◆ Enunciado escrito 1
Responde según el artículo sobre las elecciones en Ecuador:
(a) ¿Quiénes son los principales candidatos opositores?
(b) ¿Hasta qué año usaron la definición "época de cambios" la mayoría de los investigadores sociales y la militancia de la izquierda latinoamericana?
(c) ¿De qué nacionalidad es Ítzvan Mészáros?
◆ Enunciado escrito 2
Enumera todas las personas que el artículo sobre las elecciones en Ecuador menciona por su nombre.
◆ Enunciado escrito 3
Prolonga el artículo sobre Rafael Correa y las elecciones en Ecuador a partir de su última oración.

A hombros de Correa, por Modesto Emilio Guerrero (para “Miradas al Sur” del 17-02-13)




Miradas al Sur.Año 6. Edición número 248. Domingo 17 de febrero de 2013
Por 
Modesto E. Guerrero. Sur en América latina


Hoy se realizan las elecciones presidenciales en Ecuador. El jefe de Estado, ampliamente favorito, va por su reelección. Los principales candidatos opositores son un banquero de Guayaquil y un magnate bananero.


Además de ser autor de una frase inteligente para definir lo nuevo en América latina, Rafael Correa repetirá con facilidad su presidencia, como lo han logrado todos los líderes latinoamericanos del campo llamado “progresista”.
A Correa se le atribuye la expresión “estamos en un cambio de época”, un concepto de valor histórico que supera a la definición “época de cambios”, una sumatoria cuantitativa de limitado valor contingente, usada hasta 2010 por la mayoría de los investigadores sociales y la militancia de la izquierda latinoamericana.
Su homólogo Hugo Chávez contó en un Aló Presidente de ese año, que el pope del marxismo teórico, el húngaro Ítzvan Mészáros, autor de la obra Más allá del capital. Hacia una teoría de la transición, quedó encantado con la frase-concepto dicha por el presidente ecuatoriano y que la adoptó porque decía en menos palabras, según el relato de Hugo Chávez, lo mismo que él viene desarrollando en sus libros sesudos desde finales de la década del ’70.
Cuando a Correa se le ocurrió la frase feliz proyectó, aunque no tuviera plena conciencia, el alcance histórico de lo que se vivía en América latina y en el mundo, desde que el neoliberalismo se implantó y algo de magnitud tectónica comenzó a moverse hacia la izquierda. Desde la Revolución Cubana no había noticias de tal remoción en las estructuras, los Estados y los imaginarios políticos latinoamericanos.
Rafael Correa fue un producto personal de esa novedad.

◆ Fragmentos del conjunto de datos de señalamiento
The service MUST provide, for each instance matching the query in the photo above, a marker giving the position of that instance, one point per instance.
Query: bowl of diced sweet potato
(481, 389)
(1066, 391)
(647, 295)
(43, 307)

◆ Respuesta escrita 1
(a) Un banquero de Guayaquil y un magnate bananero.
(b) Hasta 2010.
(c) Es húngaro.

◆ Respuesta escrita 2
Modesto Emilio Guerrero, Rafael Correa, Hugo Chávez, Ítzvan Mészáros

◆ Respuesta escrita 3
Desde que pasó a la izquierda ha sostenido lo mismo que Chávez y Evo: se trata de una batalla completa contra las políticas neoliberales y por la soberanía nacional, como el primer paso hacia el “socialismo del siglo XXI”. Eso fue lo que Mészáros –luego lo siguieron otros– anunciaba en sus libros como un profeta solitario.
Ese cambio de época ha combinado la mayor cantidad de transformaciones y novedades económicas, sociales, culturales y constitucionales que jamás hayamos presenciado los latinoamericanos. Una de esos cambios es la Constitución Plurinacional aportada por su primer gobierno. El alcance de su originalidad sólo es comparable a la de Bolivia y la de Venezuela, o a la reforma constitucional de Islandia en 2011. Son las cuatro Cartas Magna que más democratizaron el sistema jurídico de sus Estados-nación. En los cuatro casos se dio en medio de conmociones sociales.
La reconocida economista brasileña Magdalena León elogió en su momento la provocada por Correa porque había logrado el apoyo del 82% en el plebiscito y “colocado al pueblo y la vida en todas sus expresiones como razón de ser del Estado, de la sociedad y de la economía, antes que del capital”.
Este fenómeno de apoyo masivo a un cambio constitucional y de presidentes reformadores, que en menor o mayor medida se enfrentan a los poderes fácticos internacionales y son electos y reelectos por el voto popular, no tiene precedentes en la historia latinoamericana. La norma, salvo excepciones como Cuba, fue lo contrario, el retroceso, la derrota, la autoderrota o la capitulación.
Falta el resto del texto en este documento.